Excerpted records:
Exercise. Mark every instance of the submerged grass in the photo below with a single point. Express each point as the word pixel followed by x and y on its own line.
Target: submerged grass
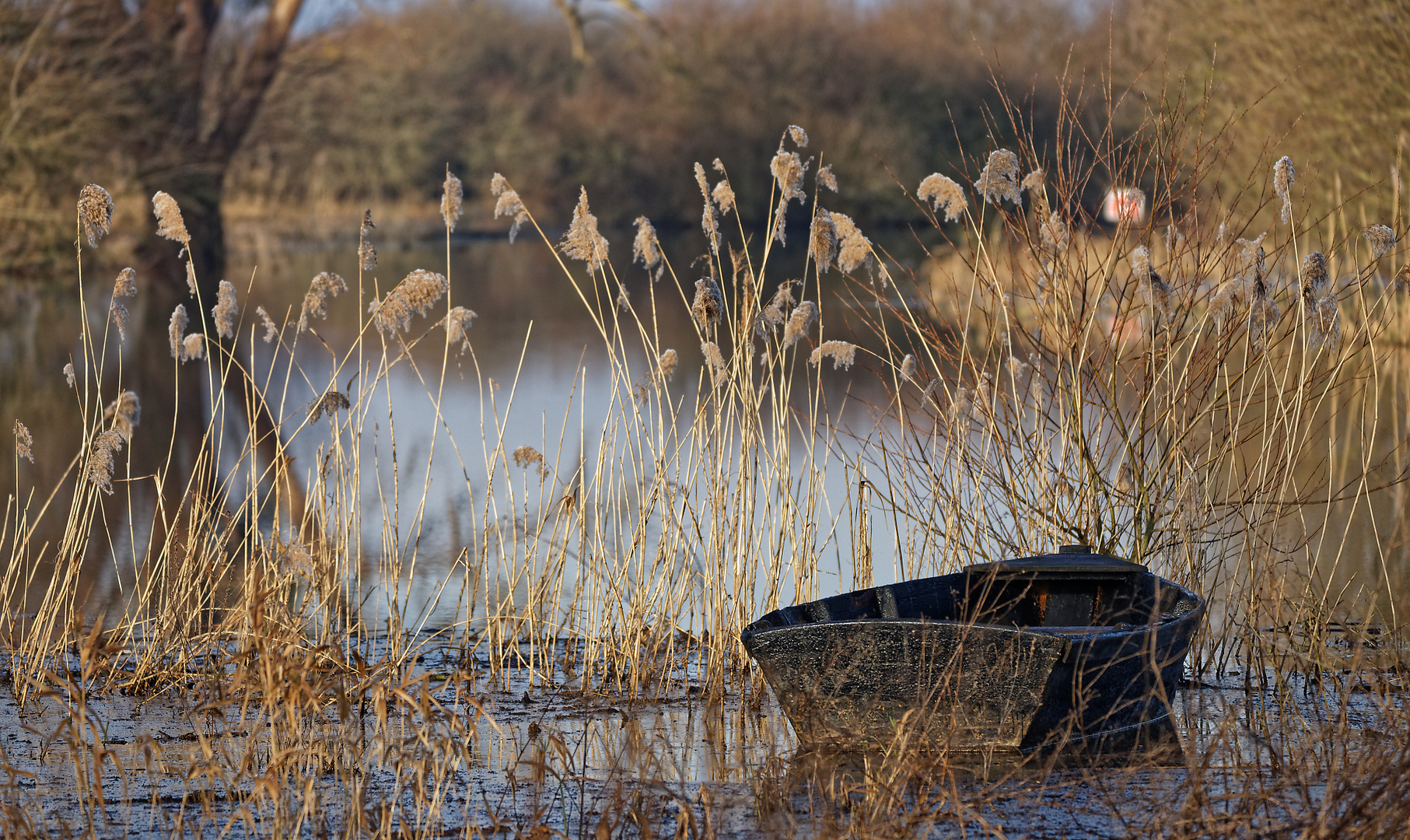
pixel 1162 390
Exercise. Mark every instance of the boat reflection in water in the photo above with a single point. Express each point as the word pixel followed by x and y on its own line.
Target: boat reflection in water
pixel 1021 656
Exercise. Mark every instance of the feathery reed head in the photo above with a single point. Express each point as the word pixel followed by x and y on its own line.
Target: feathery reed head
pixel 842 352
pixel 803 317
pixel 709 305
pixel 646 248
pixel 853 248
pixel 723 196
pixel 366 253
pixel 1313 275
pixel 1380 240
pixel 457 322
pixel 1283 178
pixel 126 412
pixel 99 468
pixel 822 240
pixel 170 225
pixel 419 291
pixel 666 364
pixel 317 299
pixel 789 170
pixel 453 198
pixel 527 457
pixel 714 357
pixel 175 329
pixel 226 310
pixel 23 442
pixel 709 217
pixel 331 402
pixel 194 347
pixel 583 241
pixel 126 284
pixel 999 180
pixel 508 205
pixel 943 194
pixel 95 212
pixel 1262 317
pixel 271 329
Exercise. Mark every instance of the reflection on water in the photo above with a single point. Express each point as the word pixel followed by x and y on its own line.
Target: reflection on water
pixel 534 376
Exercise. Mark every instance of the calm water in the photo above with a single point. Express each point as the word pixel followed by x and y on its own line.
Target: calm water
pixel 536 375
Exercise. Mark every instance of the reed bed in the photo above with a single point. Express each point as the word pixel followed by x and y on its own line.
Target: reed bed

Exercise requirements: Across the records above, show each line containing the word "with".

Answer to this exercise:
Exercise. Mark every instance of the submerged grass in the photo below with a single point. Express each point as the word pixel followed by x and y on its own line.
Exercise. Mark every instance of the boat reflection in water in the photo above with a single point. Express each point as the word pixel followed by x and y on its own line.
Exercise. Mark every instance of the feathery reed head in the photo above with a single point. Express each point as the word pixel followed by x and y on its own line.
Exercise. Mark every instance of the reflection on water in the photo above with a single point. Express each point as the word pixel followed by x and y on its own line.
Exercise. Mark every instance of the calm water in the photo above with a single point. Express each point as the word pixel followed by x and y on its own line.
Exercise. Mark every instance of the reed bed in the photo above with a single point. Express each point as the word pixel followed by x and y on its own line.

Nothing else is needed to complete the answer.